_The problem_
Repeat all of the lines below word for word, leaving out the pictures.

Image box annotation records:
========================
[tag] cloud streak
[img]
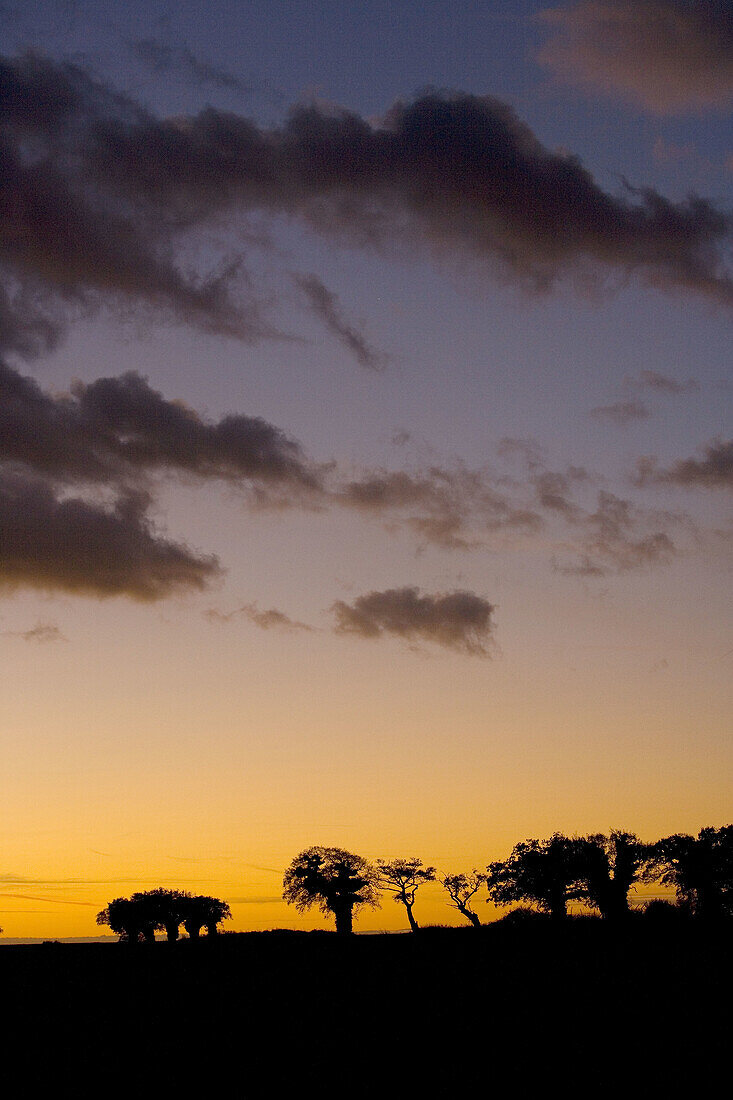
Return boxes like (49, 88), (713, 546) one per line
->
(590, 400), (652, 427)
(539, 0), (733, 114)
(206, 603), (314, 634)
(2, 623), (66, 645)
(295, 275), (384, 371)
(0, 54), (733, 366)
(332, 587), (494, 657)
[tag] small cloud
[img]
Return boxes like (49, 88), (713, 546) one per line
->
(590, 402), (652, 426)
(294, 275), (384, 371)
(553, 491), (677, 576)
(635, 439), (733, 488)
(206, 604), (314, 633)
(2, 623), (68, 645)
(332, 586), (494, 657)
(538, 0), (733, 114)
(652, 138), (694, 164)
(637, 371), (700, 395)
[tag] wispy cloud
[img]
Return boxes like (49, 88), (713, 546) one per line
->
(636, 439), (733, 488)
(294, 275), (385, 371)
(0, 623), (67, 645)
(206, 603), (314, 633)
(129, 39), (260, 95)
(539, 0), (733, 114)
(590, 402), (652, 426)
(0, 54), (733, 366)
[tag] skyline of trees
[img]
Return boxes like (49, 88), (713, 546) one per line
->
(67, 825), (733, 943)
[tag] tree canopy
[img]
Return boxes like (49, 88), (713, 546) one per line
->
(486, 833), (587, 917)
(376, 858), (436, 932)
(648, 825), (733, 919)
(440, 869), (486, 928)
(97, 887), (231, 944)
(283, 845), (380, 934)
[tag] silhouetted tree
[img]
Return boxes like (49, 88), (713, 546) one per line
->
(376, 859), (435, 932)
(97, 898), (155, 944)
(486, 833), (587, 919)
(283, 845), (380, 935)
(440, 869), (486, 928)
(180, 894), (231, 939)
(130, 887), (186, 943)
(647, 825), (733, 920)
(578, 829), (652, 920)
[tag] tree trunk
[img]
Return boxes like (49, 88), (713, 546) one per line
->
(333, 905), (353, 936)
(458, 905), (481, 928)
(550, 894), (568, 921)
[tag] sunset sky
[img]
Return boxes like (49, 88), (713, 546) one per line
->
(0, 0), (733, 938)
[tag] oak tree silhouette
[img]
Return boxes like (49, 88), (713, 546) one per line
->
(97, 887), (231, 944)
(376, 859), (436, 932)
(486, 833), (588, 919)
(579, 829), (652, 921)
(97, 898), (155, 944)
(283, 845), (380, 935)
(647, 825), (733, 920)
(440, 869), (486, 928)
(180, 894), (231, 939)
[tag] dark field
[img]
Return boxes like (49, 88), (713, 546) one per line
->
(0, 920), (733, 1098)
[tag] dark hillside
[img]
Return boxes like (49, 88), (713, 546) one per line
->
(0, 920), (733, 1097)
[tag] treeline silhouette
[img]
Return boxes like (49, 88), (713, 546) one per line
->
(97, 825), (733, 943)
(278, 825), (733, 934)
(97, 887), (231, 944)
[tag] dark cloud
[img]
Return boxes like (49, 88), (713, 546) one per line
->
(554, 491), (677, 576)
(0, 361), (319, 492)
(539, 0), (733, 113)
(0, 472), (220, 601)
(636, 439), (733, 488)
(206, 604), (314, 633)
(332, 587), (494, 657)
(0, 55), (733, 354)
(590, 402), (652, 425)
(0, 361), (322, 602)
(295, 275), (384, 371)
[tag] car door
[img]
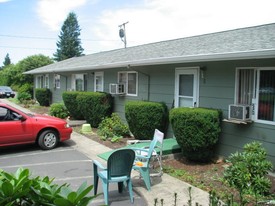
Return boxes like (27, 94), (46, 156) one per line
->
(0, 107), (34, 145)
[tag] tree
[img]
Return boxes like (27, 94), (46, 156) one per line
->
(0, 53), (11, 70)
(13, 54), (53, 86)
(3, 53), (11, 67)
(53, 12), (84, 61)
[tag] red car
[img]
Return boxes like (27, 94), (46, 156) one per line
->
(0, 102), (72, 150)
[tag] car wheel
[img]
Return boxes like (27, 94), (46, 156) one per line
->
(38, 130), (58, 150)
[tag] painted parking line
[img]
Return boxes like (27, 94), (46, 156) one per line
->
(1, 160), (92, 169)
(0, 149), (75, 160)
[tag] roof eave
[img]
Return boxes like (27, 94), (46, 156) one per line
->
(24, 49), (275, 74)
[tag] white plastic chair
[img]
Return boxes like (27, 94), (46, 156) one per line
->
(128, 129), (164, 176)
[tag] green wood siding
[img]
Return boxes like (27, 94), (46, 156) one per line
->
(42, 58), (275, 165)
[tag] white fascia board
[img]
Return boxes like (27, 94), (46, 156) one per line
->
(24, 49), (275, 74)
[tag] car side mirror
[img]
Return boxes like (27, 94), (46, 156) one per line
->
(13, 112), (26, 122)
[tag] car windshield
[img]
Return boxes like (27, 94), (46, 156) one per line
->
(0, 86), (12, 92)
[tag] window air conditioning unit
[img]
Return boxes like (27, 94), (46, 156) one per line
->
(228, 104), (251, 121)
(109, 84), (125, 95)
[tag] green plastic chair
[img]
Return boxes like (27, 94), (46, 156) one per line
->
(131, 129), (164, 191)
(93, 149), (135, 205)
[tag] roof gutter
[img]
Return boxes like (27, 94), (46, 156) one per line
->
(24, 49), (275, 74)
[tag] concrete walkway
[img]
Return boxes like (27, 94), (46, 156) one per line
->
(0, 99), (209, 206)
(69, 128), (209, 206)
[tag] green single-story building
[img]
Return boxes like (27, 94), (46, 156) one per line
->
(26, 23), (275, 165)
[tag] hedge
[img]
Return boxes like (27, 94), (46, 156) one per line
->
(169, 108), (221, 162)
(76, 92), (113, 128)
(62, 91), (84, 120)
(125, 101), (168, 140)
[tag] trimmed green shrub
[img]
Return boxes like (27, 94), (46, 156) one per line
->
(17, 92), (32, 103)
(98, 113), (130, 139)
(17, 83), (33, 98)
(169, 107), (221, 162)
(62, 91), (84, 120)
(76, 92), (113, 128)
(0, 168), (97, 206)
(50, 102), (70, 119)
(224, 142), (272, 205)
(125, 101), (168, 140)
(35, 88), (51, 107)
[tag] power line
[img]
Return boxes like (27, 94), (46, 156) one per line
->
(0, 46), (54, 50)
(0, 34), (117, 41)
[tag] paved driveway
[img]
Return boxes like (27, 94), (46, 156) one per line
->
(0, 140), (146, 206)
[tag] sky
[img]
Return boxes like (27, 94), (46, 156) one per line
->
(0, 0), (275, 66)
========================
_Output of the task_
[tag] cloud streak
[img]
Return boxes like (49, 88), (713, 546) one per line
->
(590, 400), (652, 427)
(539, 0), (733, 114)
(206, 603), (314, 634)
(2, 623), (66, 645)
(295, 275), (384, 371)
(0, 54), (733, 366)
(332, 587), (494, 657)
[tag] small cloud
[img]
Return boxes like (49, 88), (713, 546) one per line
->
(590, 402), (652, 426)
(294, 275), (384, 371)
(553, 491), (677, 576)
(635, 439), (733, 488)
(206, 604), (314, 633)
(2, 623), (68, 645)
(332, 586), (494, 657)
(538, 0), (733, 114)
(652, 138), (694, 164)
(637, 371), (700, 395)
[tag] wispy cloud
[img]
Return boxes like (49, 88), (713, 546) one per line
->
(636, 439), (733, 488)
(294, 275), (385, 371)
(0, 623), (67, 645)
(206, 603), (314, 633)
(129, 39), (260, 95)
(539, 0), (733, 114)
(590, 402), (652, 426)
(0, 54), (733, 366)
[tag] skyline of trees
[img]
Return boxes like (49, 88), (713, 546) one per line
->
(67, 825), (733, 943)
[tag] tree canopy
[img]
Return boxes like (49, 88), (713, 546) one per line
->
(486, 833), (587, 917)
(376, 858), (436, 932)
(648, 825), (733, 919)
(440, 869), (486, 928)
(97, 887), (231, 944)
(283, 845), (380, 934)
[tag] silhouetted tree
[img]
Return boxes like (49, 88), (713, 546) one per line
->
(376, 859), (435, 932)
(97, 898), (155, 944)
(486, 833), (587, 919)
(283, 845), (380, 935)
(440, 869), (486, 928)
(180, 894), (231, 939)
(130, 887), (186, 943)
(647, 825), (733, 920)
(578, 829), (652, 920)
[tag] tree trunk
[img]
Return boxes like (49, 88), (713, 546) one per line
->
(333, 905), (353, 936)
(458, 905), (481, 928)
(550, 894), (568, 921)
[tag] sunset sky
[img]
Return boxes like (49, 88), (713, 546) one per line
->
(0, 0), (733, 938)
[tag] oak tree silhouette
[img]
Return boxes like (49, 88), (713, 546) one per line
->
(97, 887), (231, 944)
(376, 859), (436, 932)
(486, 833), (588, 919)
(579, 829), (652, 921)
(97, 898), (155, 944)
(283, 845), (380, 935)
(647, 825), (733, 920)
(440, 869), (486, 928)
(180, 894), (231, 939)
[tag] dark field
[img]
Return boxes like (49, 88), (713, 546) one per line
->
(0, 920), (733, 1098)
[tag] dark hillside
[img]
Return boxes like (49, 88), (713, 546) one per line
->
(0, 920), (733, 1097)
[tag] treeline silhouette
[img]
Return boxes like (49, 88), (713, 546) one per line
->
(97, 825), (733, 943)
(278, 825), (733, 934)
(97, 887), (231, 944)
[tag] dark cloud
[img]
Return boxes like (49, 88), (713, 546) one per line
->
(554, 491), (677, 576)
(0, 361), (319, 492)
(539, 0), (733, 113)
(0, 472), (220, 601)
(636, 439), (733, 488)
(206, 604), (314, 633)
(332, 587), (494, 657)
(0, 55), (733, 354)
(590, 402), (652, 425)
(0, 361), (322, 602)
(295, 275), (384, 371)
[tag] car door
[img]
Return boxes like (27, 94), (46, 156) one per line
->
(0, 107), (34, 145)
[tag] tree
[img]
Return boxes like (27, 94), (46, 156) one per line
->
(0, 53), (11, 70)
(13, 54), (53, 86)
(3, 53), (11, 67)
(53, 12), (84, 61)
[tag] red car
[img]
Return boxes like (27, 94), (46, 156) one per line
->
(0, 102), (72, 150)
[tag] car wheel
[img]
Return boxes like (27, 94), (46, 156) one per line
->
(38, 130), (58, 150)
[tag] painted parking line
[img]
Return boxes like (27, 94), (46, 156) one per line
->
(1, 160), (92, 169)
(0, 149), (75, 160)
[tag] roof eave
[img]
Return boxes like (27, 94), (46, 156) one per line
->
(24, 49), (275, 74)
[tag] white plastic chair
[img]
Return boxes like (27, 94), (46, 156) one per line
->
(128, 129), (164, 176)
[tag] green wood siding
[img]
Return boxes like (27, 94), (46, 156) one per line
->
(42, 58), (275, 165)
[tag] white fascia board
[img]
Return boxes like (27, 94), (46, 156) one per line
->
(24, 49), (275, 74)
[tag] car side mirror
[img]
Return boxes like (27, 94), (46, 156) one per line
->
(13, 112), (26, 122)
[tag] car windshield
[img]
Return boxes like (27, 94), (46, 156) one per line
->
(0, 86), (12, 92)
[tag] window air conditioning unit
[img]
Return boxes like (27, 94), (46, 156) one per line
->
(228, 104), (251, 121)
(109, 84), (125, 95)
[tag] green plastic chair
[img]
Return boxes like (27, 94), (46, 156) one per line
->
(131, 129), (164, 191)
(93, 149), (135, 205)
[tag] roof gutter
[img]
Return boxes like (27, 94), (46, 156) one per line
->
(24, 49), (275, 74)
[tag] concrete walkway
[img]
Return boxes like (27, 94), (46, 156) one per line
->
(0, 99), (209, 206)
(69, 128), (209, 206)
[tag] green single-story building
[img]
Return boxes like (27, 94), (46, 156) one per line
->
(26, 23), (275, 165)
[tag] hedge
[img]
Return boxes like (27, 94), (46, 156) one per line
->
(169, 108), (221, 162)
(76, 92), (113, 128)
(62, 91), (84, 120)
(125, 101), (168, 140)
[tag] trimmed green shrub
[img]
Return boxes like (27, 94), (46, 156) one per line
->
(17, 92), (32, 103)
(98, 113), (130, 139)
(17, 83), (33, 98)
(169, 107), (221, 162)
(62, 91), (84, 120)
(76, 92), (113, 128)
(0, 168), (97, 206)
(50, 102), (70, 119)
(224, 142), (272, 205)
(125, 101), (168, 140)
(35, 88), (51, 107)
[tag] power line
[img]
Return boxes like (27, 94), (46, 156) one per line
->
(0, 46), (54, 50)
(0, 34), (117, 41)
[tag] paved driveway
[img]
Return boxes like (27, 94), (46, 156) one per line
->
(0, 140), (146, 206)
[tag] sky
[img]
Return boxes like (27, 94), (46, 156) one per line
->
(0, 0), (275, 66)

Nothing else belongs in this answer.